_Dataset excerpts_:
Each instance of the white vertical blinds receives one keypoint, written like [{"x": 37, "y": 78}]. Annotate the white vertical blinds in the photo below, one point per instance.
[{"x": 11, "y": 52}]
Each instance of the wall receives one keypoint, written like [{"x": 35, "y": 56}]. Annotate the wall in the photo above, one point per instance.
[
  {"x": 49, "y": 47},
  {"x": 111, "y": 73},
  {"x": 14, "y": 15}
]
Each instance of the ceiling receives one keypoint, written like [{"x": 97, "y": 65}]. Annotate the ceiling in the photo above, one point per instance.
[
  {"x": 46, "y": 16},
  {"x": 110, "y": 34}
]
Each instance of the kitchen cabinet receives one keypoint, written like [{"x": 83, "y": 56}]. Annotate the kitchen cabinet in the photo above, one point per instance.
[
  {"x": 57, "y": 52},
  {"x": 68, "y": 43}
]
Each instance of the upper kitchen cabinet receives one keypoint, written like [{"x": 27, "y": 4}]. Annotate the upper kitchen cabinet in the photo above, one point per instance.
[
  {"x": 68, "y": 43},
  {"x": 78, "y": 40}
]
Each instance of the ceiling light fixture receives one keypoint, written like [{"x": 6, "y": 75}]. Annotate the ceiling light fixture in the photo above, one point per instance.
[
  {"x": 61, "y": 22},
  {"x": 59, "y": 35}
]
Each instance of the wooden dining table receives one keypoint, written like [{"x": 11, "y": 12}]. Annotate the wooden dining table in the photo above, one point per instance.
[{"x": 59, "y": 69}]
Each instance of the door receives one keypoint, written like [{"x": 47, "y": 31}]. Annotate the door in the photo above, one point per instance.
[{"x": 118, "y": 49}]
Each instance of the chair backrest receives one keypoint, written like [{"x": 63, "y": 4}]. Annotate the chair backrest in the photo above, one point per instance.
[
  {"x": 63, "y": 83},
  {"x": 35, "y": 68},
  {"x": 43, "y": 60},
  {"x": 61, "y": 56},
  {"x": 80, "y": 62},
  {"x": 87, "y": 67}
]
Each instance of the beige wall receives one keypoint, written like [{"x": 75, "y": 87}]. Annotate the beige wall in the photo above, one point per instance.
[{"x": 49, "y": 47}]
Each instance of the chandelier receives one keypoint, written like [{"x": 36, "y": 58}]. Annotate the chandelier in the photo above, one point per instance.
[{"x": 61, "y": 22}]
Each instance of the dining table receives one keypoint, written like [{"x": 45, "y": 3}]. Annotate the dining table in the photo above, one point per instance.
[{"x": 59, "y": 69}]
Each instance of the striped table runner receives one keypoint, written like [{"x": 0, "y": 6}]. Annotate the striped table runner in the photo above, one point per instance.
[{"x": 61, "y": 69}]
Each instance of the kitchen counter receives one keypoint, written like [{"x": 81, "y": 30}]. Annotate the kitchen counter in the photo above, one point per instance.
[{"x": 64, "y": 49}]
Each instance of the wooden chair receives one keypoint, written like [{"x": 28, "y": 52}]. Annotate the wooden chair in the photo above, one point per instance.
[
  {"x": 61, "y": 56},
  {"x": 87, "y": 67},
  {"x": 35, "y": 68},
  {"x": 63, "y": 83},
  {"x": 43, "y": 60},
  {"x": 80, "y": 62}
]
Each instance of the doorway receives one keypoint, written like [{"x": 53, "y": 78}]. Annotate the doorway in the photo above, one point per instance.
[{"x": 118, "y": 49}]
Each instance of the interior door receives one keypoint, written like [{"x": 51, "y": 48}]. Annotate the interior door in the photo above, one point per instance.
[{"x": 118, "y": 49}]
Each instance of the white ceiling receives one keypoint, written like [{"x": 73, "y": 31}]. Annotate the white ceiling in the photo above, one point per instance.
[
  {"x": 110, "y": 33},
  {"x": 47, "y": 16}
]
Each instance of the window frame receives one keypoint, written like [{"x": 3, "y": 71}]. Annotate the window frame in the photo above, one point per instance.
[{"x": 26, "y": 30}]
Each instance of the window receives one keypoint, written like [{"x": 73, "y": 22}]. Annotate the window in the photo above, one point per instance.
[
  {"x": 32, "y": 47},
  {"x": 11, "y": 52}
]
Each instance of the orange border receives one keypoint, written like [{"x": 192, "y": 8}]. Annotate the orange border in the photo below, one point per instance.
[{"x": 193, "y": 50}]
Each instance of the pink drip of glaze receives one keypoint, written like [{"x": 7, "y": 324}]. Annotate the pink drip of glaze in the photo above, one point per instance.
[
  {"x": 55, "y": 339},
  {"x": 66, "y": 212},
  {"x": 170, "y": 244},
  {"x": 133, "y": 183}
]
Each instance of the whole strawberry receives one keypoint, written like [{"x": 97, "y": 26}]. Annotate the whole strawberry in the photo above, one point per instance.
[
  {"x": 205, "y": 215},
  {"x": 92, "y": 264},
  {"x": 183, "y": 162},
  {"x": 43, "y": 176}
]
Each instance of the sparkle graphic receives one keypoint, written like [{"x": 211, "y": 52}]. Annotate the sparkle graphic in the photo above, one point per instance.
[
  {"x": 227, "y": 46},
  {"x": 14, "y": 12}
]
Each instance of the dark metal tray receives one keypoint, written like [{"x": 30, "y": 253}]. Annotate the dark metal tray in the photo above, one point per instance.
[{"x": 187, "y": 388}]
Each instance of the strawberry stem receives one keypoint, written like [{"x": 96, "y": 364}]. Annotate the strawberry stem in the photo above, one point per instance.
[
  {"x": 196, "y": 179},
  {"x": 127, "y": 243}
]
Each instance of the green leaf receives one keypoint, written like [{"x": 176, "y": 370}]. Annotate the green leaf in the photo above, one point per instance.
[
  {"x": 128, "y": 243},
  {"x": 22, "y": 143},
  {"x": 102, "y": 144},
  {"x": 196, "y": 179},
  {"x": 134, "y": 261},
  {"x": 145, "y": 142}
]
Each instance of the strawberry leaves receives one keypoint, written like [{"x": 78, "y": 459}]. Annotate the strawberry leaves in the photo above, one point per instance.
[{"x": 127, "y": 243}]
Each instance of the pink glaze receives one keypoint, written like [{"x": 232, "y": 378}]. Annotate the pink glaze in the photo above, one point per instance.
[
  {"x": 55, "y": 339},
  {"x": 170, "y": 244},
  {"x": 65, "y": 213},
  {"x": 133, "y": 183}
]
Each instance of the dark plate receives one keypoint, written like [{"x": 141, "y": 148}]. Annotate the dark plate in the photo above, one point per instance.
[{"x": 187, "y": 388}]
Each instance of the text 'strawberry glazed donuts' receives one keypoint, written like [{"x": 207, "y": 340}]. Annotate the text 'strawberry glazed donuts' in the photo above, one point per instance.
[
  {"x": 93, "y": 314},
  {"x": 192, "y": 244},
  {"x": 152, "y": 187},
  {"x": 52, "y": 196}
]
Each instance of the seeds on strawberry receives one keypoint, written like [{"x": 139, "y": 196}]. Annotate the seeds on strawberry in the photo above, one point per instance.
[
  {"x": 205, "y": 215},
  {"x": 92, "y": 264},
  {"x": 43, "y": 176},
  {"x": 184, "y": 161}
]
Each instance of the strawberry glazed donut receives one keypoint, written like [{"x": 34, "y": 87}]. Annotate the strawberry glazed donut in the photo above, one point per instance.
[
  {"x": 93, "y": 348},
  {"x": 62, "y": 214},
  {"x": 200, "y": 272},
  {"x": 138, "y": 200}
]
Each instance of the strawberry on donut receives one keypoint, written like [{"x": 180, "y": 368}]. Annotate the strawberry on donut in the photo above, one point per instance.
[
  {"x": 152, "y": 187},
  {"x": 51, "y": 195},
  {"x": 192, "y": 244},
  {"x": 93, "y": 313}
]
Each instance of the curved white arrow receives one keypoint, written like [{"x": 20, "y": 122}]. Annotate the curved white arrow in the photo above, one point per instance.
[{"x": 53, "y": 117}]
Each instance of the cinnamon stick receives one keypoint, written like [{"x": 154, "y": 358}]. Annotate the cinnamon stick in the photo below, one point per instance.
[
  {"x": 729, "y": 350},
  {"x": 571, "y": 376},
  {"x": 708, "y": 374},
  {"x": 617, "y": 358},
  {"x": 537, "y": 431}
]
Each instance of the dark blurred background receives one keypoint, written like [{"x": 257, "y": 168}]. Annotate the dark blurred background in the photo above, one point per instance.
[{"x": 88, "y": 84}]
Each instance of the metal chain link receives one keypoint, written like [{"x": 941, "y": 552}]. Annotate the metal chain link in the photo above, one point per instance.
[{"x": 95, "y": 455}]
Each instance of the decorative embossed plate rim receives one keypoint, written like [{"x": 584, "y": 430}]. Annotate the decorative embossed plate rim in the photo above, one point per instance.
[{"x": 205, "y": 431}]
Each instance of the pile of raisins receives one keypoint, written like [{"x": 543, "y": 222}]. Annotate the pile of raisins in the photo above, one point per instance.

_Task_:
Only the line containing "Each instance of the metal" and the lines after it, through the end of the data, should be copied, exactly as they are.

_Result_:
Each instance of the metal chain link receives one keypoint, written like [{"x": 941, "y": 552}]. Annotate the metal chain link in the photo above, one point per instance.
[{"x": 95, "y": 455}]
Each instance of the decorative embossed plate rim receives one keypoint, written like [{"x": 584, "y": 430}]. Annotate the decorative embossed plate rim in the photo above, one point per instance.
[{"x": 205, "y": 431}]
Each instance of the pile of raisins receives one keypoint, written like [{"x": 543, "y": 222}]. Annotate the pile of raisins in the photo above, one point per instance.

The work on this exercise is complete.